Exercise instructions
[1] Answer these questions using the audit report excerpt:
(a) Which matters does the auditor treat as the key audit matters?
(b) Which firm has been the auditor of The Bidvest Group Limited, and for how many years?
(c) What is the number of the Government Gazette in which the IRBA Rule was published?
[2] Reproduce the audit report excerpt word for word, starting with "We communicate with" and going on through "or safeguards applied.".

Selected passage
----

We communicate with the directors regarding, among other matters, the planned scope and timing of the audit and significant audit findings, including any significant deficiencies in internal control that we identify during our audit.
We also provide the directors with a statement that we have complied with relevant ethical requirements regarding independence, and to communicate with them all relationships and other matters that may reasonably be thought to bear on our independence, and where applicable, actions taken to eliminate threats or safeguards applied.
From the matters communicated with the directors, we determine those matters that were of most significance in the audit of the consolidated financial statements of the current period and are therefore the key audit matters. We describe these matters in our auditor's report unless law or regulation precludes public disclosure about the matter or when, in extremely rare circumstances, we determine that a matter should not be communicated in our report because the adverse consequences of doing so would reasonably be expected to outweigh the public interest benefits of such communication.
Report on other legal and regulatory requirements
In terms of the IRBA Rule published in Government Gazette Number 39475 dated 4 December 2015, we report that PricewaterhouseCoopers Inc. has been the auditor of The Bidvest Group Limited for two years.

----

[Recorded data]
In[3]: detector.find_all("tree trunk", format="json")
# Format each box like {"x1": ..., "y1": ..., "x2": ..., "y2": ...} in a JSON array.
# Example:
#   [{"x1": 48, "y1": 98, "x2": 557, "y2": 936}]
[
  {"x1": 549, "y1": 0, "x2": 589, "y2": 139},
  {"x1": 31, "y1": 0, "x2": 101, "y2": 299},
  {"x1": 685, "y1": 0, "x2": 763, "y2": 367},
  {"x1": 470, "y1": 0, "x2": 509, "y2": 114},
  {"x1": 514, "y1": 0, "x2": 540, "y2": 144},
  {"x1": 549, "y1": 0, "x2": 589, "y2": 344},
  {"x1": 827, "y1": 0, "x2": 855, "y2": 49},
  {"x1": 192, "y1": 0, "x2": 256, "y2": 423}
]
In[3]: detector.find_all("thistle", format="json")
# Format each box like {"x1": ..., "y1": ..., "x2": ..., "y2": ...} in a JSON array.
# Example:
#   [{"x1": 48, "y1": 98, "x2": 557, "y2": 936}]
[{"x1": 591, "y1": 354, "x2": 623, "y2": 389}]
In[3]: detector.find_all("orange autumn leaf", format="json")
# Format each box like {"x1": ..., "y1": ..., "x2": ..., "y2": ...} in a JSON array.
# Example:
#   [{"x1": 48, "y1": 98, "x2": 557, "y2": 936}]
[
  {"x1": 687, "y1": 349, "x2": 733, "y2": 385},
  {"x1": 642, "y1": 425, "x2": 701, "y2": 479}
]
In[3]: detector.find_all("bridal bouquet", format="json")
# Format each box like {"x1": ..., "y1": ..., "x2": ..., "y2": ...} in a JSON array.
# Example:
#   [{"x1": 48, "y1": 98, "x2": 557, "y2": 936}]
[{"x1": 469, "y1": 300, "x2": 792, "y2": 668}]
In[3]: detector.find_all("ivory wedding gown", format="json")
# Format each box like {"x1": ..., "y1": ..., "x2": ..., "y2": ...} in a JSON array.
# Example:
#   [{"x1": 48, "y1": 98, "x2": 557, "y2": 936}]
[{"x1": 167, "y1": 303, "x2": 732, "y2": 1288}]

----

Answer set
[1]
(a) The matters communicated with the directors that were of most significance in the audit of the consolidated financial statements of the current period.
(b) PricewaterhouseCoopers Inc., for two years.
(c) Government Gazette Number 39475.

[2]
We communicate with the directors regarding, among other matters, the planned scope and timing of the audit and significant audit findings, including any significant deficiencies in internal control that we identify during our audit.
We also provide the directors with a statement that we have complied with relevant ethical requirements regarding independence, and to communicate with them all relationships and other matters that may reasonably be thought to bear on our independence, and where applicable, actions taken to eliminate threats or safeguards applied.